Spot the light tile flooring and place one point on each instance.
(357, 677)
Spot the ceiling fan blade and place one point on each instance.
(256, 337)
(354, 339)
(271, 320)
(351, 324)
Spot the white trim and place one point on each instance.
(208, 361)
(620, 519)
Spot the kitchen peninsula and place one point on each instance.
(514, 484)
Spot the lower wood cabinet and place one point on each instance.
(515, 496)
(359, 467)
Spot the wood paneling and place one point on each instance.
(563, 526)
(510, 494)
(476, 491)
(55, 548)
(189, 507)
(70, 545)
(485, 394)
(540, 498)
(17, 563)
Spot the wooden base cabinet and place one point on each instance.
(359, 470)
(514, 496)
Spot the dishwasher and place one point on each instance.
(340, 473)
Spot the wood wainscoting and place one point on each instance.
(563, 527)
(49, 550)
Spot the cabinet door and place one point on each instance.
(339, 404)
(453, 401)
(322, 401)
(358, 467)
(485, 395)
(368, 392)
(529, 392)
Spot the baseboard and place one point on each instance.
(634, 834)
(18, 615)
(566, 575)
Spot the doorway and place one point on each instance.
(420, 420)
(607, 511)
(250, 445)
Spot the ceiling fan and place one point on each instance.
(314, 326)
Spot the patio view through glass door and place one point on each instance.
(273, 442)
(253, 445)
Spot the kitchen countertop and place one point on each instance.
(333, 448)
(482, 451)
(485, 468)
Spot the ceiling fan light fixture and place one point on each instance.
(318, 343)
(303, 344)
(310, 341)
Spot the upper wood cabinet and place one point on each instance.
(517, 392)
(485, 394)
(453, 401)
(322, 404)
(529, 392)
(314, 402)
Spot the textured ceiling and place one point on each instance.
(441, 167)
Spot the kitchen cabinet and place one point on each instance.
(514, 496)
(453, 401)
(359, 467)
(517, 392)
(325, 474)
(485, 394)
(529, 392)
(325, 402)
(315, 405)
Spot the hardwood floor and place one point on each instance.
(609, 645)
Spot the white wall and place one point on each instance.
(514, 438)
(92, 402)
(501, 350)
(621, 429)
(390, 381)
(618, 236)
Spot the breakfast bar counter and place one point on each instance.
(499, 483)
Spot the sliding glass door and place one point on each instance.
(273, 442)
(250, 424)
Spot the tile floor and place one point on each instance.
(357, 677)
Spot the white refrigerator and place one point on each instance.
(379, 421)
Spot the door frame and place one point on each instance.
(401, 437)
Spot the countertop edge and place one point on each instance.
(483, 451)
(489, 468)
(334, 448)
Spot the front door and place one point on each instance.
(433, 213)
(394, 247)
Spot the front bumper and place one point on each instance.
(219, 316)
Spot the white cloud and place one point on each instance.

=-=-=-=-=

- **Do this**
Write out every record verbatim.

- **Answer to the problem**
Spot the light tile flooring and place one point on each instance.
(357, 677)
Spot the ceiling fan blade and place one point on each instance.
(256, 337)
(354, 339)
(271, 320)
(351, 324)
Spot the white trim and place one point on each instance.
(208, 361)
(620, 519)
Spot the kitchen peninsula and place one point on each instance.
(514, 484)
Spot the lower wood cabinet and place one point on each instance.
(515, 496)
(359, 467)
Spot the wood paneling and place one point on each instance.
(563, 526)
(510, 494)
(476, 491)
(55, 548)
(189, 507)
(70, 545)
(485, 394)
(540, 498)
(17, 563)
Spot the wooden base cabinet and place one point on each instance.
(359, 470)
(514, 496)
Spot the dishwasher and place one point on each instance.
(340, 473)
Spot the wood wainscoting and place one point on each instance.
(563, 527)
(49, 550)
Spot the cabinet door and place one point on each instance.
(339, 404)
(453, 401)
(322, 401)
(358, 467)
(485, 395)
(368, 392)
(529, 392)
Spot the baseboard and place one point on each instance.
(634, 834)
(18, 615)
(566, 575)
Spot the doorway and place one point on each instance.
(420, 420)
(607, 511)
(250, 445)
Spot the ceiling fan and place one point on each instance.
(314, 326)
Spot the patio view through glass door and place one point on each instance.
(273, 442)
(253, 445)
Spot the kitchen countertop and place one point on each instance.
(333, 448)
(482, 451)
(485, 468)
Spot the ceiling fan light fixture and place one point on each instance.
(318, 343)
(303, 344)
(310, 341)
Spot the upper wood cabinet and place one point on each instance.
(517, 392)
(485, 394)
(453, 401)
(322, 404)
(529, 392)
(314, 402)
Spot the textured ceiling and place one point on each instance.
(441, 167)
Spot the kitchen cabinet and place one point on each instance.
(514, 496)
(453, 401)
(359, 467)
(517, 392)
(325, 474)
(485, 394)
(529, 392)
(325, 402)
(315, 405)
Spot the hardwood floor and place one point on each instance.
(609, 645)
Spot the white wall and place one point on each instance.
(514, 438)
(92, 402)
(501, 350)
(621, 429)
(390, 381)
(618, 236)
Spot the breakfast bar counter and place one point on each instance.
(499, 483)
Spot the sliding glass door and place one point on each instance.
(273, 442)
(250, 424)
Spot the tile floor and place one point on each instance.
(357, 677)
Spot the white refrigerator and place one point on each instance.
(379, 421)
Spot the door frame and place one point on each instance.
(401, 437)
Spot the countertop edge and place one point on each instance.
(483, 451)
(489, 468)
(334, 448)
Spot the front door and place one point on each instance.
(433, 213)
(394, 247)
Spot the front bumper and place one point on each instance.
(219, 316)
Spot the white cloud and place one point on each instance.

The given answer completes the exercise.